By Jodi Zuckerman MD, FAAOA

Allergy testing can be used to confirm that specific antigen triggers (grass, ragweed, dust mite, cat) produce a body response that triggers a histamine release and allergy cascade. Identifying these triggers can be helpful in treatment options of avoidance, medical management, and  immunotherapy. 

There are two main ways to test for allergies.  Both are measuring the response of the body to an allergen presentation.  The first possible way is through skin testing.  There are different methods of skin testing.  In skin prick testing, an antigen is presented to the skin with a small prick device at a very superficial level.  A response is measured by a resultant wheel that indicates how reactive or allergic you are to that allergen after waiting an allocated amount of time. 

The other form of skin testing is with a needle presenting the antigen to a deeper layer of skin.  This is called intradermal testing.  The response is also measured by the size of the wheel after presentation to the dermis of the skin.  Skin prick and intradermal testing can be used alone or in a combined fashion known as the modified quantitative testing where the response by skin prick will determine the concentration of antigen used to be applied to the dermis of the skin and this resultant reactivity is used as a safe endpoint of concentration of antigen for further immunotherapy.

*The data*
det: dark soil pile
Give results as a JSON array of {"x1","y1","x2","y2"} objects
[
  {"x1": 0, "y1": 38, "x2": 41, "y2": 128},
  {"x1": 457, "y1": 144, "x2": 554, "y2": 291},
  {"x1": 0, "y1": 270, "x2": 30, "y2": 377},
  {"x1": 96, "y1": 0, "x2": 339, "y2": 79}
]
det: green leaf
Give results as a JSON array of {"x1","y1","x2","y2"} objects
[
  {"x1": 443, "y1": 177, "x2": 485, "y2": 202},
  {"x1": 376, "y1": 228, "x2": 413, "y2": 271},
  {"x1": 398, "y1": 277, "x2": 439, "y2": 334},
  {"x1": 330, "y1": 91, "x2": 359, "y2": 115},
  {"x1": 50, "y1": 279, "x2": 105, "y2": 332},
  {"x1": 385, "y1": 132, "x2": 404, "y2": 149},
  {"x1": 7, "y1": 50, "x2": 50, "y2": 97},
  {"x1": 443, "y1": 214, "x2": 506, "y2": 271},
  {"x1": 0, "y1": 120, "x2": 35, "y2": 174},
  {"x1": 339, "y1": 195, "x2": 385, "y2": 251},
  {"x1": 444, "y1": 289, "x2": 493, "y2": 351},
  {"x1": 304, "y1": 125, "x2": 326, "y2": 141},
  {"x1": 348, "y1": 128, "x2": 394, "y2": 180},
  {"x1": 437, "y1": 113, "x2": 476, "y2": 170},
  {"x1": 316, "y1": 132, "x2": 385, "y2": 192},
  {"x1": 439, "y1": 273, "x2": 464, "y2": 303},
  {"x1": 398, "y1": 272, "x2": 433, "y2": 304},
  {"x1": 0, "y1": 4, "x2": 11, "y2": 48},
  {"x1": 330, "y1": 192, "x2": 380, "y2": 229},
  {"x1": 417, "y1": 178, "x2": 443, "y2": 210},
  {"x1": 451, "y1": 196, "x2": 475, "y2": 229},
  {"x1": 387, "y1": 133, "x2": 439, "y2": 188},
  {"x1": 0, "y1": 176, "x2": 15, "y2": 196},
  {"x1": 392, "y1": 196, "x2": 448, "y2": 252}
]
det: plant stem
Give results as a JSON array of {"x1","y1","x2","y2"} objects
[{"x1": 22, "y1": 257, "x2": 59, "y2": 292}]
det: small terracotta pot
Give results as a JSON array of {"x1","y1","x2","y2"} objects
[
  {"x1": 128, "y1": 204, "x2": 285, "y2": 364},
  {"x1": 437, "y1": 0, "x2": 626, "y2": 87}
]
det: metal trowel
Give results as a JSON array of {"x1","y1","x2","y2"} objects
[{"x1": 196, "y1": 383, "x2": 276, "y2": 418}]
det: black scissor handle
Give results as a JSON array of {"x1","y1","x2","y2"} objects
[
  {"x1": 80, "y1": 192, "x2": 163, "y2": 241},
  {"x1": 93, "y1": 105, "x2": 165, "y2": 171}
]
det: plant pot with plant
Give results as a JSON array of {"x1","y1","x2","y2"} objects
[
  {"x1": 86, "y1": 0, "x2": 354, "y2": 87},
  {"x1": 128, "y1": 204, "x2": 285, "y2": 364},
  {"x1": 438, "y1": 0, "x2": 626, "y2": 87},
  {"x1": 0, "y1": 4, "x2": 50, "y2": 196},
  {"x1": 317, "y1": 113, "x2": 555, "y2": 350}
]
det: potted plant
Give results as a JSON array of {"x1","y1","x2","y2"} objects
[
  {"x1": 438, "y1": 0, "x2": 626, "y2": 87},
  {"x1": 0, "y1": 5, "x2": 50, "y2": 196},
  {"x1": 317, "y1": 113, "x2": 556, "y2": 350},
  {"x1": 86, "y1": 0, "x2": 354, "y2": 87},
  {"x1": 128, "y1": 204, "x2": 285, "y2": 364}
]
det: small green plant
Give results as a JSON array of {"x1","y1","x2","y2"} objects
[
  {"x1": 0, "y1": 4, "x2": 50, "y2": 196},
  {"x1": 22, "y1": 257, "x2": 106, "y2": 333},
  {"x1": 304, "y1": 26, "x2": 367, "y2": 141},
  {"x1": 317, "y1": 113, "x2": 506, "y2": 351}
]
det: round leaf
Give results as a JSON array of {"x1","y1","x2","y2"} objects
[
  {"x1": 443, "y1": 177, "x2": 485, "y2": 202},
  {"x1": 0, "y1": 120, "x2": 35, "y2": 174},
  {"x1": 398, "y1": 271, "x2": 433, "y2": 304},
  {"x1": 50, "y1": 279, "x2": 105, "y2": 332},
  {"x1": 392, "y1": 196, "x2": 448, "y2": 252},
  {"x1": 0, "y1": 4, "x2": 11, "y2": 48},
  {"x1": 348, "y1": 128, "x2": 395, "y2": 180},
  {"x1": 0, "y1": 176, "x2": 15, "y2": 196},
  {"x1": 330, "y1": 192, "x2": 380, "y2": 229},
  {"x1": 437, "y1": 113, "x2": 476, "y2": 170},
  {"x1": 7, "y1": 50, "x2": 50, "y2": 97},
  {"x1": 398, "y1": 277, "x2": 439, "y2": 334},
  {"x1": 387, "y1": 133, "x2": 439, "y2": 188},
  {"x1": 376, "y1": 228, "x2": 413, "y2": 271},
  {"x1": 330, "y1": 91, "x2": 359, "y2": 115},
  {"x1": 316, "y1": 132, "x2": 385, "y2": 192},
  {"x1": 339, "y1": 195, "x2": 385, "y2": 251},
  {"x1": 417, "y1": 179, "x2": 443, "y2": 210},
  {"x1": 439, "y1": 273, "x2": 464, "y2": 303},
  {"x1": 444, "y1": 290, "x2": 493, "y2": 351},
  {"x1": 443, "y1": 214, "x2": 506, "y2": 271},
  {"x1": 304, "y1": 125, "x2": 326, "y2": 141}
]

*Instructions to follow*
Copy out the allergy testing text above word for word, from the byline to the final sentence.

*Task result*
By Jodi Zuckerman MD, FAAOA

Allergy testing can be used to confirm that specific antigen triggers (grass, ragweed, dust mite, cat) produce a body response that triggers a histamine release and allergy cascade. Identifying these triggers can be helpful in treatment options of avoidance, medical management, and  immunotherapy. 

There are two main ways to test for allergies.  Both are measuring the response of the body to an allergen presentation.  The first possible way is through skin testing.  There are different methods of skin testing.  In skin prick testing, an antigen is presented to the skin with a small prick device at a very superficial level.  A response is measured by a resultant wheel that indicates how reactive or allergic you are to that allergen after waiting an allocated amount of time. 

The other form of skin testing is with a needle presenting the antigen to a deeper layer of skin.  This is called intradermal testing.  The response is also measured by the size of the wheel after presentation to the dermis of the skin.  Skin prick and intradermal testing can be used alone or in a combined fashion known as the modified quantitative testing where the response by skin prick will determine the concentration of antigen used to be applied to the dermis of the skin and this resultant reactivity is used as a safe endpoint of concentration of antigen for further immunotherapy.